=== Input ===

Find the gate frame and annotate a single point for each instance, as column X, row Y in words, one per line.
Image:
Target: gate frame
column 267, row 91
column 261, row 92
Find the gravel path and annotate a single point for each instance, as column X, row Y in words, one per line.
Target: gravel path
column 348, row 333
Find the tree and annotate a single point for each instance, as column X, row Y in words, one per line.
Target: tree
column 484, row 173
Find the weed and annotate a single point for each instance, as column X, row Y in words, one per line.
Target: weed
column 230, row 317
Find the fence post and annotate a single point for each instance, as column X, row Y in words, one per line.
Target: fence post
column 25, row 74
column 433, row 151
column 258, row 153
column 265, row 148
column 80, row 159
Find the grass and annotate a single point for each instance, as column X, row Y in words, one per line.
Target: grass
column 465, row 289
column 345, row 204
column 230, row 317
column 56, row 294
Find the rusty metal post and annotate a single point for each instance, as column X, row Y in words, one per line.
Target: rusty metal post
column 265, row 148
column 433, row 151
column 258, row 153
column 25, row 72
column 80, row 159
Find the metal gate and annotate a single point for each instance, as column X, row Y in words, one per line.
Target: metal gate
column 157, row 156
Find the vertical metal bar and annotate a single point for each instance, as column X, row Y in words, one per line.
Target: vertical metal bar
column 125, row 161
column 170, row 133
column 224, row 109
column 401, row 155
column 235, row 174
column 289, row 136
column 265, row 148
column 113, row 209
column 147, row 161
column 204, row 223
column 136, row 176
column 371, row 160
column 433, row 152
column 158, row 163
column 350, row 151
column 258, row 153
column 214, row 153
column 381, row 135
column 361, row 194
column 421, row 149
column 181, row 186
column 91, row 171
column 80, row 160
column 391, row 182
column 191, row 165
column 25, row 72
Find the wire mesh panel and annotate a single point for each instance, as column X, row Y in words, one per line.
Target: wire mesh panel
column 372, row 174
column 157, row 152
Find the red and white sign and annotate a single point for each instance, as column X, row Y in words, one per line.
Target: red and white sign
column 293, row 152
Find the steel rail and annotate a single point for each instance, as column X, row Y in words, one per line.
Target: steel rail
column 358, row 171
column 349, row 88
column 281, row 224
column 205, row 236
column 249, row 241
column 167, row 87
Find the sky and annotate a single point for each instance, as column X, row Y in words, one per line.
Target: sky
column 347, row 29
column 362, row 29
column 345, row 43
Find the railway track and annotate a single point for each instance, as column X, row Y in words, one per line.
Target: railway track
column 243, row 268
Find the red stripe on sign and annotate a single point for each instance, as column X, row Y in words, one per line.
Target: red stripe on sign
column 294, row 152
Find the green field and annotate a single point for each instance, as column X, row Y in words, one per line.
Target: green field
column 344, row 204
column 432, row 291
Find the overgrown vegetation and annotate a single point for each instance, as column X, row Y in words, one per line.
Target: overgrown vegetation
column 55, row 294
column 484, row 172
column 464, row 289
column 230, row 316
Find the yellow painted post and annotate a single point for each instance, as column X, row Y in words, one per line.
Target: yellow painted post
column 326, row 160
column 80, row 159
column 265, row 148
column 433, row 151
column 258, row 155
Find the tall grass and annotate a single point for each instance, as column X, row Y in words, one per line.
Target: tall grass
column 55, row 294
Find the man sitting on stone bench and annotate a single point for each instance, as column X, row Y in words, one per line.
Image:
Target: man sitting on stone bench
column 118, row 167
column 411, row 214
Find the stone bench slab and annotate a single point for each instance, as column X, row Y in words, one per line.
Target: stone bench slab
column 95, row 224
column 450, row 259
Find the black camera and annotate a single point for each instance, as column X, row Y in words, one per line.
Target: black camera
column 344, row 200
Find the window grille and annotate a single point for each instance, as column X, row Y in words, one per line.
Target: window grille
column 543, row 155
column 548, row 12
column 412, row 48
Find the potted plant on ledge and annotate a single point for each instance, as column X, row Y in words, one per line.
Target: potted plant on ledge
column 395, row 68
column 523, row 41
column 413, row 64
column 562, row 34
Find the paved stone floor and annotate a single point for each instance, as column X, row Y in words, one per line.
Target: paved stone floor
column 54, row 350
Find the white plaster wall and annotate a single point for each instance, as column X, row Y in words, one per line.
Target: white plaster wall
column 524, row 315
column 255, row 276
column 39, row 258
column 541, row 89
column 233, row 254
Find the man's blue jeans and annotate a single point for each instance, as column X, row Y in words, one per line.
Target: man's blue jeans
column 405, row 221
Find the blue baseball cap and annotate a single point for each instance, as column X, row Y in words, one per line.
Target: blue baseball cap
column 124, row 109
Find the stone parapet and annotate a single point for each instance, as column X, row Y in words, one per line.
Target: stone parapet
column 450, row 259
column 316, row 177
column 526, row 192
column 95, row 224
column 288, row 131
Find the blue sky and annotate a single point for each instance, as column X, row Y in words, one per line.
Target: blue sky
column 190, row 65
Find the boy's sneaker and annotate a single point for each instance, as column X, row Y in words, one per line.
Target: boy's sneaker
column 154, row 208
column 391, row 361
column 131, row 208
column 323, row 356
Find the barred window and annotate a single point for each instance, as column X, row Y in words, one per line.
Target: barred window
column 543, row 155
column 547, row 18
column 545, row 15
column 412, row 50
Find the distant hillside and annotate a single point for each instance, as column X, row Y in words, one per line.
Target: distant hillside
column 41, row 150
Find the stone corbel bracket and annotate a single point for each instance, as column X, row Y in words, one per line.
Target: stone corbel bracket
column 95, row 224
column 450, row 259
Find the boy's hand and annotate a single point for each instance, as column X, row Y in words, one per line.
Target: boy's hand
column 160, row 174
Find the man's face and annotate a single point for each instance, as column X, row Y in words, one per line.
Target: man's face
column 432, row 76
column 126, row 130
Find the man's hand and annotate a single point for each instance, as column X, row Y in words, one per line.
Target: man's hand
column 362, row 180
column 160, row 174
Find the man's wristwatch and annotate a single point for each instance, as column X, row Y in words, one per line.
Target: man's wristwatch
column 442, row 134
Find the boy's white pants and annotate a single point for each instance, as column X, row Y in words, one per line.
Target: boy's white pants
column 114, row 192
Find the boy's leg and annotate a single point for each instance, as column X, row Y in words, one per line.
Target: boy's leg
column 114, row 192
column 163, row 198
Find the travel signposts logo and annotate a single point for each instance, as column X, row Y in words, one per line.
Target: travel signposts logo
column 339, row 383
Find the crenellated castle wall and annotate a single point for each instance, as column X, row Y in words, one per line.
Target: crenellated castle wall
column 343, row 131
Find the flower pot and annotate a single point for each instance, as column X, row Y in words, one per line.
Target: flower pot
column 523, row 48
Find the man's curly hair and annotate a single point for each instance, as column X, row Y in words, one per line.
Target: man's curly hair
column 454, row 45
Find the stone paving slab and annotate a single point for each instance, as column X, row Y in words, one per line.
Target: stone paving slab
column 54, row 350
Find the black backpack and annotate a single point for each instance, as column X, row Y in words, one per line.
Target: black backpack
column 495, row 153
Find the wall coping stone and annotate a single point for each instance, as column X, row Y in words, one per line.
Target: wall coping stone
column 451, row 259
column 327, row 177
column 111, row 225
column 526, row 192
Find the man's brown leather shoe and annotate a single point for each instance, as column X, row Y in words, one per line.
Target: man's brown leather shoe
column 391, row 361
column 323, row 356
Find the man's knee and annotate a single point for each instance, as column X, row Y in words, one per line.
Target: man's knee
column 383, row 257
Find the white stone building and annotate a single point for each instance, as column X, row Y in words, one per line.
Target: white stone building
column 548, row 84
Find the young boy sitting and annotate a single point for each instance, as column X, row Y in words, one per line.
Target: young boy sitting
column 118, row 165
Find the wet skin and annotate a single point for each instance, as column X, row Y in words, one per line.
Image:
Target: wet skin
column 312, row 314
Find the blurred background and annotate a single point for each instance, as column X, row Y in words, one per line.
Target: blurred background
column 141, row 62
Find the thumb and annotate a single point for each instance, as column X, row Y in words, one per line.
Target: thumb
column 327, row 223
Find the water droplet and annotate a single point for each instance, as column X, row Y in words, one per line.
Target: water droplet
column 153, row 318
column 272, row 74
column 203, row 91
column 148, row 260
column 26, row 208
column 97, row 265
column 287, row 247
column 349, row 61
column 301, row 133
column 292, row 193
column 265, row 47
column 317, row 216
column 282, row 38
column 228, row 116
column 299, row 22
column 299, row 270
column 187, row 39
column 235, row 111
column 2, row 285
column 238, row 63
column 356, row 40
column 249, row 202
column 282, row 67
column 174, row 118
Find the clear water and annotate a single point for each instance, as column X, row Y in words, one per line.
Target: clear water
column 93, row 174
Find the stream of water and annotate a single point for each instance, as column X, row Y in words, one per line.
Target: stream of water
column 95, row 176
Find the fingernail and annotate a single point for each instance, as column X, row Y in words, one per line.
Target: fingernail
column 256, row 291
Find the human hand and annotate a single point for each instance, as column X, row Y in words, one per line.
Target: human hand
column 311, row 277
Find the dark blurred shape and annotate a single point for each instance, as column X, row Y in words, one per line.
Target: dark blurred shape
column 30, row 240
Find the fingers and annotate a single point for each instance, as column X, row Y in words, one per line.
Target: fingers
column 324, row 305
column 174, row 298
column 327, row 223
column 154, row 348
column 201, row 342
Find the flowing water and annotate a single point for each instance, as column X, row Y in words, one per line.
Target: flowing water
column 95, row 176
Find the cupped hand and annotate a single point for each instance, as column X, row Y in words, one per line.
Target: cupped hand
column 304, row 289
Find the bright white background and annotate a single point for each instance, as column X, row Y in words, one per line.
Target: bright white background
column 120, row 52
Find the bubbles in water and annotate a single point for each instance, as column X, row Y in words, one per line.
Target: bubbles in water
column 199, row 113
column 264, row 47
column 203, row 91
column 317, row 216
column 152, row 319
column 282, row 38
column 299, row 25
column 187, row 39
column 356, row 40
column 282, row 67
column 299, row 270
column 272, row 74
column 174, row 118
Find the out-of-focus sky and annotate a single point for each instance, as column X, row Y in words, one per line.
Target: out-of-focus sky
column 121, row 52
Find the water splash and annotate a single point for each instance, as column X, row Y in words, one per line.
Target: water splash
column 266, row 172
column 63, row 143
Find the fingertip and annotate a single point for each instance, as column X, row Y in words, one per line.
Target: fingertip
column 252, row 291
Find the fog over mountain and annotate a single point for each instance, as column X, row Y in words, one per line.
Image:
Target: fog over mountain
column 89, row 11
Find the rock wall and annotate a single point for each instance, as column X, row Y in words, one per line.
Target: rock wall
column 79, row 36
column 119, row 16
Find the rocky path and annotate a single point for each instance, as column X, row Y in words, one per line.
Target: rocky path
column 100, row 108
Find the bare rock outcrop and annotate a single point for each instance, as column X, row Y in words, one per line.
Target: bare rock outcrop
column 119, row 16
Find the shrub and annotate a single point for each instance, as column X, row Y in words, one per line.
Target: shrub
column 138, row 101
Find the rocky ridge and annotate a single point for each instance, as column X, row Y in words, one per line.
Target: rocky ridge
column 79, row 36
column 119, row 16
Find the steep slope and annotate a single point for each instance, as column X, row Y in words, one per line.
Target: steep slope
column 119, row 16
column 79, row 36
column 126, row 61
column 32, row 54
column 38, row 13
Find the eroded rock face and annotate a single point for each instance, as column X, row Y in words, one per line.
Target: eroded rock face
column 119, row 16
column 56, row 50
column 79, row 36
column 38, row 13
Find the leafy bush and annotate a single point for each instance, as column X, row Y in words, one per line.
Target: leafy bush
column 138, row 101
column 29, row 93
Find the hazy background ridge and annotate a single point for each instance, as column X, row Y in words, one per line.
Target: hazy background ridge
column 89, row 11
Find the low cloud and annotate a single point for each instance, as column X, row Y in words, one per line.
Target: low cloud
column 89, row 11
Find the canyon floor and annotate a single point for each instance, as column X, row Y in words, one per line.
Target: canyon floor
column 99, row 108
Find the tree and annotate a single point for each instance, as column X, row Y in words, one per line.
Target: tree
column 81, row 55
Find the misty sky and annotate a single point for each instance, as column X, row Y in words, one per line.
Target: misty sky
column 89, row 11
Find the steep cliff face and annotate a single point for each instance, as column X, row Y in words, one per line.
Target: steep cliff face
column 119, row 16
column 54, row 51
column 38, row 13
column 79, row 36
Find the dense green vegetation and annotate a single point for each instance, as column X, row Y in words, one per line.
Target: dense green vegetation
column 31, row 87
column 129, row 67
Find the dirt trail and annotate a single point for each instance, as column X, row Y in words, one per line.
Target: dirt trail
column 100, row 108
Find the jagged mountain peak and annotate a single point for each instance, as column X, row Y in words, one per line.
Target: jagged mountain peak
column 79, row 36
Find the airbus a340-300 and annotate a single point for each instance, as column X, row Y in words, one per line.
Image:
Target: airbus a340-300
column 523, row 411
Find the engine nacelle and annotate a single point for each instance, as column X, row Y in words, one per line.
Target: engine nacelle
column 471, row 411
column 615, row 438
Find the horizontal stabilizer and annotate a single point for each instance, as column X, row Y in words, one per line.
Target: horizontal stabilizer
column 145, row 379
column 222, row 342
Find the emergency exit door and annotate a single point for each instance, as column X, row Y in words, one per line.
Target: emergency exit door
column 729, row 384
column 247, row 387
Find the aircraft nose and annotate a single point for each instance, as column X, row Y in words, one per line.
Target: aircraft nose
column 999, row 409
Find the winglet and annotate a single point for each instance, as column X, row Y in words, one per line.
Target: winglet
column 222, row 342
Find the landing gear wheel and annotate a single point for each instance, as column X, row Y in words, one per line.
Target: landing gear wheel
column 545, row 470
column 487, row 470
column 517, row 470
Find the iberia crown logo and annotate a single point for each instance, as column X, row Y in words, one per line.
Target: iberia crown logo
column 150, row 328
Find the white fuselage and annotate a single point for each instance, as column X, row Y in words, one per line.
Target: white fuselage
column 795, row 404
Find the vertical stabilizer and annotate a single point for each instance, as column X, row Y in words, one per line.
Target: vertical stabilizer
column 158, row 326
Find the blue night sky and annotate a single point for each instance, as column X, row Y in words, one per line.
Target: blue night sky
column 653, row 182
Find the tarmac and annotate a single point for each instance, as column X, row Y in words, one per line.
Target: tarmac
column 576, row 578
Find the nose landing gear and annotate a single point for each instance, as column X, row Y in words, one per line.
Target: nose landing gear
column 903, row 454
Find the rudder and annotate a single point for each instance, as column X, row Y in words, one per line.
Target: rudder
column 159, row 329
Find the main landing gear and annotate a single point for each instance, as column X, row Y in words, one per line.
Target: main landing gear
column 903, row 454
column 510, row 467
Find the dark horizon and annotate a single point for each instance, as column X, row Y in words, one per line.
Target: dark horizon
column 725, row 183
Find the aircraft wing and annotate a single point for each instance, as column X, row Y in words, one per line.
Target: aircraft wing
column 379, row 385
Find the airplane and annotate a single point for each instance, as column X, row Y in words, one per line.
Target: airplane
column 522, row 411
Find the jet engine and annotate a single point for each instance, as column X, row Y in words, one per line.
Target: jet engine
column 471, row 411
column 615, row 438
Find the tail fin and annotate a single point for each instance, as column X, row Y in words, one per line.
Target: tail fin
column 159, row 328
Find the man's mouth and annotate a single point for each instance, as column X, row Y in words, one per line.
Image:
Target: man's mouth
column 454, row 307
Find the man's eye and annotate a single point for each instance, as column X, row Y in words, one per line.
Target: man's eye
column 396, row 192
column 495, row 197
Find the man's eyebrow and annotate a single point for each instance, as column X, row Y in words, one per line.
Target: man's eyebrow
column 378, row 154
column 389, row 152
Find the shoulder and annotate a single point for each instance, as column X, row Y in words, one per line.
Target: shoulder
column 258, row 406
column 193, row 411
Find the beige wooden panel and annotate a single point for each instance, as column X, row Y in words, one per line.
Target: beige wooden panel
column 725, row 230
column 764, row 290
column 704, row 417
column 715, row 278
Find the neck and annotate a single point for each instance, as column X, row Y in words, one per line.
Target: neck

===

Directive:
Copy the material above word for word, starting at the line that contains "Find the fingernail" and ending after the line that contains "column 311, row 277".

Answer to this task:
Find the fingernail and annotate a single point for each instance, as column X, row Y in words, one per line.
Target: fingernail
column 256, row 291
Find the human hand and annotate a single point for each instance, as column X, row Y in words, one per line.
Target: human hand
column 311, row 277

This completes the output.